--- Begin Data listing ---

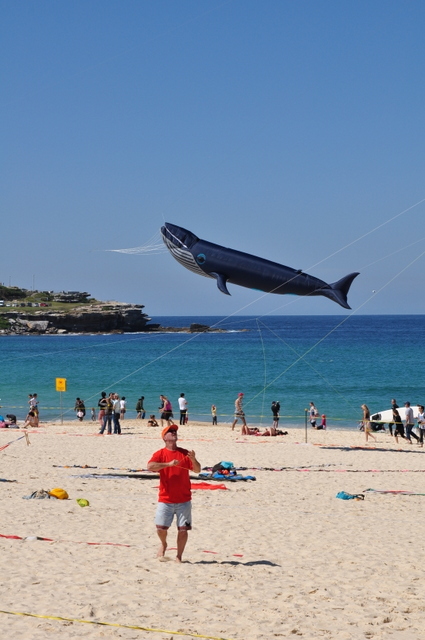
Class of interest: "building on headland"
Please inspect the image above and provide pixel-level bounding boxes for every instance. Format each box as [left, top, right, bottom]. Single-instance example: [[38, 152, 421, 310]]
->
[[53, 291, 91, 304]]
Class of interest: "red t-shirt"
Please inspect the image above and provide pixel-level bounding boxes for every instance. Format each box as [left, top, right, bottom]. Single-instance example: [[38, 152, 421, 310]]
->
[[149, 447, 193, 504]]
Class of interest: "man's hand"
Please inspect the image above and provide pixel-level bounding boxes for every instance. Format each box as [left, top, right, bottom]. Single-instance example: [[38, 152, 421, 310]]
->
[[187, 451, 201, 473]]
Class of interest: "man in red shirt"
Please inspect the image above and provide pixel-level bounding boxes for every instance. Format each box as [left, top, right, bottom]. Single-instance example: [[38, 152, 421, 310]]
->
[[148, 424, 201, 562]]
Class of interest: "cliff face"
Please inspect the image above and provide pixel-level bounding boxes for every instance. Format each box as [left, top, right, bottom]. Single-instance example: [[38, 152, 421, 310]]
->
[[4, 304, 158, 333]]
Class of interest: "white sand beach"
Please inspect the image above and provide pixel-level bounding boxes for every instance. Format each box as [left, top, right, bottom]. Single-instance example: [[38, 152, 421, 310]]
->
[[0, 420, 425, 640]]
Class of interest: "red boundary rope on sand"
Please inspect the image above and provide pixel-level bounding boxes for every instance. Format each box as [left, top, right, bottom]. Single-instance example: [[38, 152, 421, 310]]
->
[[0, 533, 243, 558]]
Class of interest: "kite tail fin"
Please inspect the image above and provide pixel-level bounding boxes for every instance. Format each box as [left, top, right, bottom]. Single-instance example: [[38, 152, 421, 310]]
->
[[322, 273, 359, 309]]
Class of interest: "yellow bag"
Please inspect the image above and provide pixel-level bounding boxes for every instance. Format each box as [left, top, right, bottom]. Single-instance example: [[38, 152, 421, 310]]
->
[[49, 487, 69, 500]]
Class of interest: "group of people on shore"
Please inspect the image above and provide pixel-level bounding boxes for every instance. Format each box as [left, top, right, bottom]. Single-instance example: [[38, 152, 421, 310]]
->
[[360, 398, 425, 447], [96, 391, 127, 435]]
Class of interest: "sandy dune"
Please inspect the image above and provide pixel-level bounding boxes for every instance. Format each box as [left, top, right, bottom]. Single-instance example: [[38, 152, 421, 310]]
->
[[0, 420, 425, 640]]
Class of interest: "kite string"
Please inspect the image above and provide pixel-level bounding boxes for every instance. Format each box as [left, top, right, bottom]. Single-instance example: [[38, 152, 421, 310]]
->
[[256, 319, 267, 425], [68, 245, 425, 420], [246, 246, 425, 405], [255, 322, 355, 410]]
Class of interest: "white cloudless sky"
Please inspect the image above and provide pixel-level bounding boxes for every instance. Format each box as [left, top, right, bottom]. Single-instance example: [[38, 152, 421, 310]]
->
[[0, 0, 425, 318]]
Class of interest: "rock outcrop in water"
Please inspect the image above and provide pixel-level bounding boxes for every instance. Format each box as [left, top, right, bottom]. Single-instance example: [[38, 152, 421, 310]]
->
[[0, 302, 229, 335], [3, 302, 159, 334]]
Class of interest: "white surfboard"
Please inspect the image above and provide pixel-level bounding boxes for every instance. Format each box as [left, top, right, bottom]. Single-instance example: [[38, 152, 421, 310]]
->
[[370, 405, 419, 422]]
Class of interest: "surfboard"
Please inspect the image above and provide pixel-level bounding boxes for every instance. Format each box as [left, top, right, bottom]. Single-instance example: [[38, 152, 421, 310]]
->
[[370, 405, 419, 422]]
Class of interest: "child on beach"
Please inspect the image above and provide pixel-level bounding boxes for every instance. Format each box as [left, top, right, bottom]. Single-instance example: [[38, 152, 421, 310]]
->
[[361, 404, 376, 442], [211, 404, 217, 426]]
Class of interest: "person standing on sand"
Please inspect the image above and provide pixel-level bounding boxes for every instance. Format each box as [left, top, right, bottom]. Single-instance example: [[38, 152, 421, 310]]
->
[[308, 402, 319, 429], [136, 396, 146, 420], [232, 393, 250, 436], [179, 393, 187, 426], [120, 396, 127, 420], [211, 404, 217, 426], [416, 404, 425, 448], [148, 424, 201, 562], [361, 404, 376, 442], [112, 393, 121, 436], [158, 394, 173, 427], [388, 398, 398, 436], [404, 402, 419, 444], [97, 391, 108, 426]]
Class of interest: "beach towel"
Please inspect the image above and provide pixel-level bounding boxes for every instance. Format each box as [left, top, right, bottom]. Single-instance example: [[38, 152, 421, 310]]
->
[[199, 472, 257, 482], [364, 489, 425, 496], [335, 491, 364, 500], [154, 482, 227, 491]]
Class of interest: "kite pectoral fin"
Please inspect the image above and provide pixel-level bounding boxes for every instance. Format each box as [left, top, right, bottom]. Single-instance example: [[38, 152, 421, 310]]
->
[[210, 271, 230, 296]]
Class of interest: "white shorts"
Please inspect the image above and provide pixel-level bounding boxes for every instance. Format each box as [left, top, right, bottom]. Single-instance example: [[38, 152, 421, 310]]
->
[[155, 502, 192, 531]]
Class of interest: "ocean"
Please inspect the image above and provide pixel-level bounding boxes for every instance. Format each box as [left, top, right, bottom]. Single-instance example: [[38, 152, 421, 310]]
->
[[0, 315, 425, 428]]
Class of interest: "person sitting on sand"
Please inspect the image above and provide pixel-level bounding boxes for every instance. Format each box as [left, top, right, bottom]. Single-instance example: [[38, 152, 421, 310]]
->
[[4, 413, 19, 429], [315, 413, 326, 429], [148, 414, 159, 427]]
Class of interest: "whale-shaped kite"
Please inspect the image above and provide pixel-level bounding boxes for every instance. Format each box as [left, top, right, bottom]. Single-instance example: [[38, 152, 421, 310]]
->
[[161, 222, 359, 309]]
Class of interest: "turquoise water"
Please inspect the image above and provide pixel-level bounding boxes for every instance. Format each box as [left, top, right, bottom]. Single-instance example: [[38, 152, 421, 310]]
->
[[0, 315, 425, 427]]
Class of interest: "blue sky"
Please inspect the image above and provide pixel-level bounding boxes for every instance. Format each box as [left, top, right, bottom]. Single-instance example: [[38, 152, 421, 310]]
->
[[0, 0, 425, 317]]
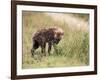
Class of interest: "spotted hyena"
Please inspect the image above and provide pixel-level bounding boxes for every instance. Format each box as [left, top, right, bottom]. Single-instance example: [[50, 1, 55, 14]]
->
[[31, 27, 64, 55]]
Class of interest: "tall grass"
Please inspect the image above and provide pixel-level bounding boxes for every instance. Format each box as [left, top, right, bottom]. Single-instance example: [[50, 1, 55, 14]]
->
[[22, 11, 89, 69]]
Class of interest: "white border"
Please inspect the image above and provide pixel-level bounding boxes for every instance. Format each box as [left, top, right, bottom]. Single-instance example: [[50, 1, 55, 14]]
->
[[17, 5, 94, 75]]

--- End Data listing ---

Could you copy all of the entries above word for word, leaving the pictures out of your answer?

Class of interest: "building on headland"
Please inspect the image above and provide pixel-level bounding boxes for every instance. Format each box as [left, top, right, bottom]. Single-instance example: [[38, 152, 421, 310]]
->
[[53, 291, 91, 304]]
Class of interest: "red t-shirt"
Please inspect the image above and provide pixel-level bounding boxes for every instance. Format each box as [left, top, right, bottom]. Single-instance example: [[38, 152, 421, 310]]
->
[[149, 447, 193, 504]]
Class of interest: "man's hand"
Please inspect the image above and provide pixel-level bounding boxes for every instance. Format each box as [left, top, right, bottom]. Single-instance example: [[38, 152, 421, 310]]
->
[[187, 451, 201, 473]]
Class of interest: "man in red shirt"
Please inspect the image above and provide pixel-level bounding boxes for every instance. Format each box as [left, top, right, bottom]. Single-instance example: [[38, 152, 421, 310]]
->
[[148, 424, 201, 562]]
Class of interest: "cliff face"
Please inspect the image above and provide pixel-level bounding boxes for every instance. Format each box as [left, top, right, bottom]. Single-instance example: [[38, 152, 421, 310]]
->
[[4, 304, 158, 333]]
Class of interest: "white sand beach"
Please inspect the image above and provide pixel-level bounding boxes for every instance. Format each box as [left, top, right, bottom]. Single-instance example: [[38, 152, 421, 310]]
->
[[0, 420, 425, 640]]
Class of interest: "red boundary rope on sand"
Please inspect the image above and provide pixel-level bounding boxes for every instance. Format each box as [left, top, right, bottom]. Single-instance example: [[38, 152, 421, 310]]
->
[[0, 533, 243, 558]]
Class of interest: "kite tail fin"
Please inspect the image above and provide pixel-level bounding boxes for every instance. Format each box as [left, top, right, bottom]. Single-instance example: [[38, 152, 421, 310]]
->
[[322, 273, 359, 309]]
Class of interest: "yellow bag"
Please inspect the image above and provide pixel-level bounding boxes for every instance. Format each box as [left, top, right, bottom]. Single-instance example: [[38, 152, 421, 310]]
->
[[49, 487, 69, 500]]
Class of interest: "group of people on shore"
Please inspect the image above and provide pixel-level bounding boxes for every instance. Format each box as [left, top, right, bottom]. Single-instance example: [[38, 152, 421, 310]]
->
[[360, 398, 425, 447], [96, 391, 127, 435]]
Class of interest: "sandy dune"
Please inspect the image above and provide pixel-level bounding boxes for every instance. Format each box as [left, top, right, bottom]. Single-instance example: [[38, 152, 421, 310]]
->
[[0, 420, 425, 640]]
Class of interest: "kite string"
Please inspect the image above and provide pixel-level bounding boxes for every instance. Format each box as [left, top, right, bottom]. Single-instance example: [[38, 152, 421, 310]]
->
[[256, 319, 267, 425], [68, 245, 425, 420], [246, 246, 425, 405], [255, 322, 355, 410]]
Class of interest: "white cloudless sky"
Please inspect the image above and provide pixel-level bounding boxes for every instance. Format each box as [left, top, right, bottom]. Single-instance example: [[38, 152, 421, 310]]
->
[[0, 0, 425, 318]]
Class of interest: "rock outcrop in water"
Please inspect the image above and provide pixel-level bounding boxes for every instance. Format each box as [left, top, right, bottom]. Single-instance example: [[38, 152, 421, 310]]
->
[[0, 302, 229, 335], [3, 302, 159, 334]]
Class of interest: "white surfboard"
Please inspect the image above and provide pixel-level bounding boxes for every instance. Format each box as [left, top, right, bottom]. Single-instance example: [[38, 152, 421, 310]]
->
[[370, 405, 419, 422]]
Class of interest: "surfboard"
Please inspect the image above and provide pixel-level bounding boxes for every instance. Format each box as [left, top, right, bottom]. Single-instance example: [[38, 152, 421, 310]]
->
[[370, 405, 419, 422]]
Class of interest: "child on beach"
Please inspect the image above and provide pixel-level bounding boxes for every instance. Format each box as [left, top, right, bottom]. Single-instance example: [[38, 152, 421, 310]]
->
[[361, 404, 376, 442], [211, 404, 217, 426]]
Class of interest: "person standing on sand"
Please inspect the image above and provide pixel-level bounding boxes for every instance. Format each box as [left, top, right, bottom]. Single-instance example: [[38, 152, 421, 310]]
->
[[308, 402, 319, 429], [136, 396, 146, 420], [232, 393, 250, 436], [179, 393, 187, 426], [120, 396, 127, 420], [211, 404, 217, 426], [416, 404, 425, 448], [148, 424, 201, 562], [361, 404, 376, 442], [112, 393, 121, 436], [158, 394, 173, 427], [388, 398, 398, 436], [404, 402, 419, 444], [97, 391, 108, 426]]
Class of interest: "beach towel"
Please inspect the image above and provide pixel-level bounding boxes for every instance. Format each box as [left, top, right, bottom]. Single-instance example: [[38, 152, 421, 310]]
->
[[199, 472, 257, 482], [364, 489, 425, 496], [335, 491, 364, 500], [154, 482, 227, 491]]
Class of interest: "kite pectoral fin"
Please inspect the image above and provide pixel-level bounding boxes for every instance. Format each box as [left, top, right, bottom]. Single-instance example: [[38, 152, 421, 310]]
->
[[210, 271, 230, 296]]
Class of interest: "white shorts"
Please inspect the image above and provide pixel-level bounding boxes for every instance. Format each box as [left, top, right, bottom]. Single-instance example: [[38, 152, 421, 310]]
->
[[155, 502, 192, 531]]
Class of interest: "ocean"
Please inspect the image above and provide pixel-level bounding boxes for every instance. Format each box as [left, top, right, bottom]. Single-instance example: [[38, 152, 421, 310]]
->
[[0, 315, 425, 428]]
Class of interest: "person sitting on sand"
Please inspect the image above and provide pixel-level bounding boxes for every instance. Format each box as [left, top, right, bottom]. Single-instance example: [[38, 152, 421, 310]]
->
[[4, 413, 19, 429], [315, 413, 326, 429], [148, 414, 159, 427]]
Class of interest: "whale-shaped kite"
Please inspect the image above and provide pixel-level bounding boxes for every instance. Format each box as [left, top, right, bottom]. Single-instance example: [[38, 152, 421, 310]]
->
[[161, 222, 359, 309]]
Class of interest: "turquoise water"
Please inspect the image above and provide pixel-level bounding boxes for every instance. Format each box as [left, top, right, bottom]. Single-instance example: [[38, 152, 421, 310]]
->
[[0, 315, 425, 427]]
Class of interest: "blue sky"
Please inspect the image above and provide pixel-level bounding boxes for every instance. Format each box as [left, top, right, bottom]. Single-instance example: [[38, 152, 421, 310]]
->
[[0, 0, 425, 317]]
Class of interest: "spotted hyena"
Please inspect the image above and provide pixel-level bounding boxes for every instance. Format each box as [left, top, right, bottom]. Single-instance example: [[50, 1, 55, 14]]
->
[[31, 27, 64, 55]]
Class of interest: "tall grass"
Please inspect the image above and provide pixel-level bounding boxes for every instance. Format each box as [left, top, right, bottom]. Single-instance example: [[50, 1, 55, 14]]
->
[[22, 11, 89, 69]]
Class of interest: "white border"
Please inspect the image above and provide pixel-level bounding boxes for every instance. Format each box as [left, top, right, bottom]. Single-instance example: [[50, 1, 55, 14]]
->
[[17, 5, 94, 75]]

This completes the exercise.